— Source extract —
___

Here's your randomly selected funny email. Click here for a complete list.
Hit me again!

              50 THINGS TO DO ON A FINAL EXAM,
               WHEN YOU KNOW THAT NO MATTER HOW
             WELL YOU DO ON THE EXAM, YOU WILL FAIL
 
 1.  Bring a pillow. Fall asleep (or pretend to) until the last 15
     minutes. Wake up, say "oh geez, better get cracking" and do some
     gibberish work.  Turn it in a few minutes early.
 
 2.  Get a copy of the exam, run out screaming "Andre, Andre, I've got
     the secret documents!!"
 
 3.  If it is a math/science exam, answer in essay form. If it is long
     answer/essay form, answer with numbers and symbols. Be creative.
     Use the integral symbol.
 
 4.  Make paper airplanes out of the exam. Aim them at the instructor's
     left nostril.
 
 5.  Talk the entire way through the exam. Read questions aloud, debate
     your answers with yourself out loud. If asked to stop, yell out,
     "I'm SOOO sure you can hear me thinking." Then start talking about
     what a jerk the instructor is.
 
 6.  Bring cheerleaders.

___

— Data provided —

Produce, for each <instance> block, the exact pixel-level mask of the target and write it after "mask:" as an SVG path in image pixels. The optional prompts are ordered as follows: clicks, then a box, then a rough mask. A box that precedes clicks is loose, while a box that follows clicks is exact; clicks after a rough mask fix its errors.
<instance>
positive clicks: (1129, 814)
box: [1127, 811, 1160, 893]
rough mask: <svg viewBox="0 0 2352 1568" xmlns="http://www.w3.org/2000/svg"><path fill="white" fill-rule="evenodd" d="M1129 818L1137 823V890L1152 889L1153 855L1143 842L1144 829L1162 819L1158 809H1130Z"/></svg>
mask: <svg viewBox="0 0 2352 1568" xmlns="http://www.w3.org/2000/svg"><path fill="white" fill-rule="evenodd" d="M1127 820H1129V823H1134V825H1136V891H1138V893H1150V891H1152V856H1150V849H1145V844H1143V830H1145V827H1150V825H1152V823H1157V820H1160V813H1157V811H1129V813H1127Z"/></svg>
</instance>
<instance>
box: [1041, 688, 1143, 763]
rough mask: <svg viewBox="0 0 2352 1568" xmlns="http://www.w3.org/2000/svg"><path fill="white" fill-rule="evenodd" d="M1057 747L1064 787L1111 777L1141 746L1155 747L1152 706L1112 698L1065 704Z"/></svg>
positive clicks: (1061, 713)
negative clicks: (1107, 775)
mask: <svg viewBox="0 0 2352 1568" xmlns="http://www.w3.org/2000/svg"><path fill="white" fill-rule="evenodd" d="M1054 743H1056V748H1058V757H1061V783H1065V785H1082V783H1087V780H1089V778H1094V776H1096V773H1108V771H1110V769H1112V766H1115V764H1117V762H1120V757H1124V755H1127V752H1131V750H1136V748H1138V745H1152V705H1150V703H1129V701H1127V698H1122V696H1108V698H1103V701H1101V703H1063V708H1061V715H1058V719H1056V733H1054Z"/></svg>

___

— What this exercise asks —
[1] In two sentences, summarize the final-exam list.
[2] Reproduce the final-exam list between "Here's your randomly" and "few minutes early.", inclusive.

— Written responses —
[1] This randomly selected funny email lists things to do on a final exam when you know you will fail no matter how well you do. The items shown include sleeping until the last 15 minutes, running out with a copy of the exam screaming about secret documents, answering in the wrong form, making paper airplanes from the exam, talking aloud throughout, and bringing cheerleaders.

[2]
Here's your randomly selected funny email. Click here for a complete list.
Hit me again!

              50 THINGS TO DO ON A FINAL EXAM,
               WHEN YOU KNOW THAT NO MATTER HOW
             WELL YOU DO ON THE EXAM, YOU WILL FAIL
 
 1.  Bring a pillow. Fall asleep (or pretend to) until the last 15
     minutes. Wake up, say "oh geez, better get cracking" and do some
     gibberish work.  Turn it in a few minutes early.